There are vet checks, and then there are vet checks. DR DOUG ENGLISH explains the difference.
A pre-purchase examination is a veterinary evaluation of a horse before it is purchased. The purpose of the presale check is to identify any health issues, lameness, or soundness concerns that could affect the horse’s performance or future value.
During a presale check, a veterinarian will examine the horse from head to tail, looking for any signs of illness or injury. They may also perform a range of diagnostic tests, including X-rays, blood tests, drug tests, and a physical examination of the horse’s conformation, movement, and soundness.
The results of a presale check can be used to inform the buyer’s decision as to whether or not to proceed with the purchase, to negotiate the price, or to request additional testing or treatment before finalising the sale. It is an important step for any buyer considering the purchase of a horse.
However, there are various levels of a presale examination, and a full sale soundness written certificate is a legal document that has direct ramifications for the vet who signs it. Because of its binding nature most vets will want to do x-rays of all joints that are historically subject to degeneration, order a full blood test to identify hidden health issues, conduct an endoscopic examination of airways, and observe the animal working – because if a problem emerges that has not been checked then the vet becomes liable for not effectively looking.
So the full soundness examination becomes expensive; is very technical, requiring a high degree of equipment, skill and experience; and is time consuming. Additionally, checking a horse from a seller who is one of the vet’s clients can create a situation of conflict when the vet finds a problem that the seller thinks is only a minor issue.

◆ TASK INSTRUCTIONS
**a.** Translate this sentence from the text on pre-purchase vet checks for horses into Spanish: "It is an important step for any buyer considering the purchase of a horse."
**b.** Carry on the text about pre-purchase vet checks for horses, starting after its last sentence.
The items that come after this text can be ignored.

◆ ENTRIES SUPPLIED

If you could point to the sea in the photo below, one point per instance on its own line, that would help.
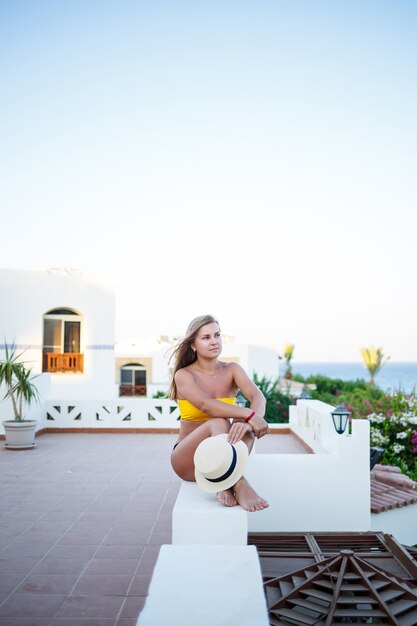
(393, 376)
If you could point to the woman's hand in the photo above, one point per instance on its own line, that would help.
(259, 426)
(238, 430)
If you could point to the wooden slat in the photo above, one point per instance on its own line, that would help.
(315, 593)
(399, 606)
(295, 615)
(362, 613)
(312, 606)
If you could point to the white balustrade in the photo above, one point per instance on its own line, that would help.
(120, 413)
--
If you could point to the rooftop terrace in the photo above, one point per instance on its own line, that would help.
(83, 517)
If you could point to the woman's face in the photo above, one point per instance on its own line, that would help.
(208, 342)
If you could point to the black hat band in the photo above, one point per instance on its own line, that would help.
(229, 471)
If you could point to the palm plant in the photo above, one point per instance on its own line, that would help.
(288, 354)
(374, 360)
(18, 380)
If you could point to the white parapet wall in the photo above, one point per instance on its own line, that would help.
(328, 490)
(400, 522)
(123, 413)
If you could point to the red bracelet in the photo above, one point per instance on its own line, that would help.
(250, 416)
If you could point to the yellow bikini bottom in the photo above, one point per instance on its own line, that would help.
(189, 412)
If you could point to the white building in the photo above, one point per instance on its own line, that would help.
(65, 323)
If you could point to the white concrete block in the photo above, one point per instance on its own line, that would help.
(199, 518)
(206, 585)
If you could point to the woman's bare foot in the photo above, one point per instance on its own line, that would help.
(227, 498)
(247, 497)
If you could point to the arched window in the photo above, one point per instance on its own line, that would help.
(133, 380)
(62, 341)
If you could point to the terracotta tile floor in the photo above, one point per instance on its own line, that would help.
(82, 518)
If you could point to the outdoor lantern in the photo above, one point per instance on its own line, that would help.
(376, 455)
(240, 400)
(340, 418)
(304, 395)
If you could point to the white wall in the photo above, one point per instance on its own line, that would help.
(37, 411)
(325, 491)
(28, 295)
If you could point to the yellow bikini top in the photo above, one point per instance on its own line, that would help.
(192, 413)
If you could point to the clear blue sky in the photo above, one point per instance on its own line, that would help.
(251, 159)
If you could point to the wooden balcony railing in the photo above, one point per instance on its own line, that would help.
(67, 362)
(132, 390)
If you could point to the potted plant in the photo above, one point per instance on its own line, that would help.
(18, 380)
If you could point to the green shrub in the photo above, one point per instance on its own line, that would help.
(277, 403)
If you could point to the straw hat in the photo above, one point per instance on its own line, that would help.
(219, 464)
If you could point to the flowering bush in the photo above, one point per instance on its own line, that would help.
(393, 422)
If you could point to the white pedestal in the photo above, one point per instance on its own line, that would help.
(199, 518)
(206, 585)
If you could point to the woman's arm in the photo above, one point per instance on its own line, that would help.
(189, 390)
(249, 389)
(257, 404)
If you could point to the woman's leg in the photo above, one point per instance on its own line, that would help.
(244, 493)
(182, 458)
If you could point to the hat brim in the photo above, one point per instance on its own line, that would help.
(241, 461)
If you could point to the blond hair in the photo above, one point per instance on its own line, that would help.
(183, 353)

◆ RESPONSES FOR EACH TASK
**a.** Es un paso importante para cualquier comprador que esté considerando la compra de un caballo.

**b.**
Experienced veterinarians, me included, have become very wary of writing soundness certificates because disclaimers stating that such and such a test or examination was rejected by the owner will not hold up in court if an after purchase fault is identified that should have been checked. Many equine vets are very busy and because of the legal ramifications, have become very wary, so it may prove difficult to find a vet who’s prepared to issue a full soundness certificate.
But a general health examination with a scanning blood test, heart and chest auscultation, a feel of the joints and a body condition score is easy, with a certificate saying that the horse is in good health. But, this is not a soundness or suitability certificate.
Veterinarians who do soundness exams are required to disclose to their liability insurance companies the dollar value of the horses and the number they examine, which has a significant impact on their annual insurance premium – another reason why many vets don’t offer soundness certificates.